Please copy all of the rows below word for word.

(Pointing records):
● ● ● ● ● ● ●

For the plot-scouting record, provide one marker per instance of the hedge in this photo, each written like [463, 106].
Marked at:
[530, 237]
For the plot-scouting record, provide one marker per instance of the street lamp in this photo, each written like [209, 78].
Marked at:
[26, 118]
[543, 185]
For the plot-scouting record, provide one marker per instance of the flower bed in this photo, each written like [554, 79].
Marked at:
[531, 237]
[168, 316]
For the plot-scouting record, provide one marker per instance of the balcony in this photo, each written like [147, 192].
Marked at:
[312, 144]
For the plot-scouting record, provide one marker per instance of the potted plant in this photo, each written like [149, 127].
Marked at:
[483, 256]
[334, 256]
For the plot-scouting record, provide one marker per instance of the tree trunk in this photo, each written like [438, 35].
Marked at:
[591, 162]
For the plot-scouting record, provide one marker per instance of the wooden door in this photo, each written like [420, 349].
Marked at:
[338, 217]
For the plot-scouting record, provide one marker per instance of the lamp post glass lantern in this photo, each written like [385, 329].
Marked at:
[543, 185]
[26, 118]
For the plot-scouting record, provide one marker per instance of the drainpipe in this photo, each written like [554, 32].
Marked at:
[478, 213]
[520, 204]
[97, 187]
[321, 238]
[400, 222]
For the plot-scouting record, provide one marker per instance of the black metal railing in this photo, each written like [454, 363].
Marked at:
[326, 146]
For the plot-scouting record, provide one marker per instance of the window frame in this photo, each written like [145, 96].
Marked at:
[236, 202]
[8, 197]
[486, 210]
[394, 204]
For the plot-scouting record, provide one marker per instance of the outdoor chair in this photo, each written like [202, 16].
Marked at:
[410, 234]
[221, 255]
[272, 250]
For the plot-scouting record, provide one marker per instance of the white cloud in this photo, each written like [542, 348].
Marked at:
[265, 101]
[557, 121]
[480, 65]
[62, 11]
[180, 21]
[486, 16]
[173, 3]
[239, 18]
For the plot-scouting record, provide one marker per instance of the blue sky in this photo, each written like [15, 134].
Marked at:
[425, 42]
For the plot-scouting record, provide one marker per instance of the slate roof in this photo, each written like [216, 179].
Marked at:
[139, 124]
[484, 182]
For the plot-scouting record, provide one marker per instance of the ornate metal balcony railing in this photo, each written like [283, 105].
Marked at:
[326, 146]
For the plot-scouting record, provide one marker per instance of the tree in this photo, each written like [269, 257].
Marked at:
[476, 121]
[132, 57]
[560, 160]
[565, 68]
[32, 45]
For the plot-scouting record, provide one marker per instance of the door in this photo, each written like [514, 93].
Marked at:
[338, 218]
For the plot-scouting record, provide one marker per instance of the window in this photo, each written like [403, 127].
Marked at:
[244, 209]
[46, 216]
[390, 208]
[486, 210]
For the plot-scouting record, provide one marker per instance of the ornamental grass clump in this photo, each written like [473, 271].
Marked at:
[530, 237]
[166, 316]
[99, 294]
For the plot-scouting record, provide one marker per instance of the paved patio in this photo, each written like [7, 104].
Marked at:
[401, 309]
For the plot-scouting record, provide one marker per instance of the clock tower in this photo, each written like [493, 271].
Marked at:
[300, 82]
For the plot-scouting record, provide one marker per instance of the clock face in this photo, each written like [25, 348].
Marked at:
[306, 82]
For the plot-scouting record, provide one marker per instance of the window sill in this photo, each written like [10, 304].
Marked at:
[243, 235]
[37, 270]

● ● ● ● ● ● ●

(TASK SOLUTION):
For the plot-scouting record, provide one marker per instance of the hedge in this photo, each written like [463, 106].
Marked at:
[530, 237]
For the plot-scouting record, provide one marker per instance of the street lamp in this photo, each written like [209, 78].
Marked at:
[26, 118]
[543, 185]
For the plot-scouting record, provide one marker per instance of the flower bed in this photo, each written like [554, 79].
Marked at:
[531, 237]
[168, 316]
For the plot-scouting record, provide one marker per instance of the balcony in this photo, each written like [147, 192].
Marked at:
[312, 144]
For the plot-scouting record, provide one marker per instance of the potted plant in this photo, each written like [149, 127].
Marked at:
[483, 256]
[334, 256]
For the plot-scouting record, provide one marker per instance of the tree trunk in this photo, each written like [438, 35].
Marked at:
[591, 162]
For the plot-scouting record, provide one marker per instance of the wooden door in this photo, each written like [420, 349].
Marked at:
[338, 217]
For the plot-scouting record, provide one marker per instance of the lamp post glass lantern in this photo, each written like [385, 329].
Marked at:
[543, 185]
[26, 118]
For the plot-scouting record, provide one marker per instance of the drainpipe in this photo, each written like [554, 32].
Marked at:
[478, 213]
[520, 204]
[97, 187]
[321, 238]
[400, 222]
For the plot-scouting record, provide one marker per instance of the black metal railing in this photo, each written like [454, 363].
Marked at:
[326, 146]
For the plot-scouting record, provide one marker per instance of the window frame in this photo, each written like [145, 96].
Marked at:
[236, 202]
[8, 197]
[486, 210]
[394, 204]
For the plot-scouting record, provide one marker per instance of the outdoor chair in this photo, each written like [202, 16].
Marked at:
[410, 234]
[221, 255]
[272, 250]
For the plot-scouting record, provide one marker per instance of the white cloud in this photo, each written like [542, 348].
Marked at:
[265, 101]
[557, 121]
[480, 65]
[62, 11]
[180, 21]
[486, 16]
[173, 3]
[239, 18]
For the plot-scouting record, provide one marker per instance of the blue sky in this photo, each written like [15, 134].
Marked at:
[425, 42]
For the plot-scouting record, provide one marker per instance of the slate roof in this photo, each written like [216, 179].
Marked at:
[139, 124]
[484, 182]
For the plot-scouting record, provide one marker per instance of the ornate metal balcony railing in this photo, each written like [283, 105].
Marked at:
[326, 146]
For the plot-scouting record, provide one marker per instance of the tree in this photo, each written like [269, 257].
Marked at:
[476, 121]
[132, 57]
[560, 160]
[565, 68]
[32, 45]
For the plot-scouting record, provide one marker per instance of the door in this photo, each written like [514, 93].
Marked at:
[338, 218]
For the plot-scouting record, provide one marker per instance of the window in this photo, each written like [403, 127].
Marked at:
[244, 209]
[46, 216]
[390, 208]
[486, 210]
For the plot-scouting record, provide one marker per instance of the ornamental grass clump in this photo, each written like [473, 271].
Marked at:
[530, 237]
[166, 316]
[99, 294]
For the plot-scouting record, provide one marker per instance of the paved patio in this photo, each written like [7, 104].
Marked at:
[401, 309]
For the plot-scouting record, provide one marker per instance of the clock tower in this photo, each written like [493, 271].
Marked at:
[300, 82]
For the plot-scouting record, provide one marker per instance of the clock face in this photo, each written like [25, 348].
Marked at:
[306, 82]
For the plot-scouting record, provide one marker per instance of the window sill in this photo, each written like [10, 304].
Marked at:
[243, 235]
[37, 270]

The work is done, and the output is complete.